Items from a labeling collection:
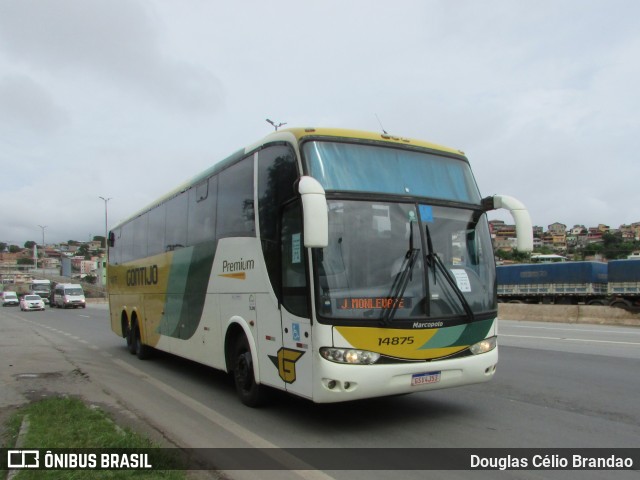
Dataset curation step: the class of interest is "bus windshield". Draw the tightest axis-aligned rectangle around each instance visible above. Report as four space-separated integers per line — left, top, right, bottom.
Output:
303 141 480 205
314 199 496 327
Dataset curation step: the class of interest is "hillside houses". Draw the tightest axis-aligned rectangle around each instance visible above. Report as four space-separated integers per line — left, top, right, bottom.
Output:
489 220 640 254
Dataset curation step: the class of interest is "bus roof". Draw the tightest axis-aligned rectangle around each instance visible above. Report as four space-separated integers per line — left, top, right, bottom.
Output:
113 127 466 228
254 127 464 156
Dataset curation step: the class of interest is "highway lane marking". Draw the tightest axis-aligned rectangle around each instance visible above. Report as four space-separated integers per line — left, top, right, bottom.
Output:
111 358 333 480
498 324 640 335
498 333 640 346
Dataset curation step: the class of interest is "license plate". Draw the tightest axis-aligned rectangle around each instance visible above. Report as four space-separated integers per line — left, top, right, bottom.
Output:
411 372 442 386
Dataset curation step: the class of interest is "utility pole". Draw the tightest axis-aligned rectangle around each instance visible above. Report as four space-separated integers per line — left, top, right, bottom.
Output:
98 197 111 249
36 225 48 275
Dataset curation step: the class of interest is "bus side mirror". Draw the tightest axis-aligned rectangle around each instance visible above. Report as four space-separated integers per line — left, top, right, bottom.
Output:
298 176 329 248
482 195 533 252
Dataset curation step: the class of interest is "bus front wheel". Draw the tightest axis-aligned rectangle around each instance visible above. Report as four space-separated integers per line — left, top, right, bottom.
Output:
233 335 265 407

Work instructions: Render every line of the records above as a Markdown table with two columns, Row and Line, numbering each row and leaving out blank lines. Leave the pictures out of the table.

Answer for the task:
| Row | Line |
|---|---|
| 1 | Dataset curation step: the class of interest is "bus windshield". Draw the tightest axis-aligned rectangle around each instance visible above. Report as four space-separated integers per line — left, top, right, bottom. |
| 2 | Output: |
| 3 | 303 141 480 205 |
| 4 | 314 199 496 327 |
| 5 | Dataset curation step: the class of interest is "hillside houses". Draw the tightest axis-aligned rectangle around each instance visible above. Report as four space-separated integers per line — left, top, right, bottom. |
| 6 | Output: |
| 7 | 489 220 640 254 |
| 8 | Dataset curation step: the class of interest is "bus roof". Draw the tightest axis-aligned rectangle around each instance visible above. Report as four space-separated integers per line — left, top, right, bottom. |
| 9 | Output: |
| 10 | 113 127 466 228 |
| 11 | 254 127 464 156 |
| 12 | Dataset curation step: the class of interest is "highway lane marking". Draw the tightest axis-aligned rectangle around each instance visible above. Report as four space-separated integers per line — left, top, right, bottom. |
| 13 | Output: |
| 14 | 111 358 333 480 |
| 15 | 498 324 640 335 |
| 16 | 498 333 640 346 |
| 17 | Dataset curation step: the class of interest is "license plate". Draw the tightest axis-aligned rectangle around each instance visible above. Report as four space-separated integers per line — left, top, right, bottom. |
| 18 | Output: |
| 19 | 411 372 442 386 |
| 20 | Dataset curation step: the class of interest is "utility pole". Draw the tightest axis-aligned rectangle around each instance visible above. Report as four space-separated integers per line — left, top, right, bottom. |
| 21 | Output: |
| 22 | 98 197 111 249 |
| 23 | 36 225 48 275 |
| 24 | Dataset curation step: the class of interest is "bus side mirror". Draw the tightest axis-aligned rectangle around each instance visible above. Report as four space-separated integers per line — left, top, right, bottom. |
| 25 | Output: |
| 26 | 298 176 329 248 |
| 27 | 482 195 533 252 |
| 28 | Dataset curation step: the class of interest is "bus front wheel". Draw the tightest axis-aligned rectangle around each instance visible above. Report as four space-separated integers per line — left, top, right, bottom. |
| 29 | Output: |
| 30 | 233 335 265 407 |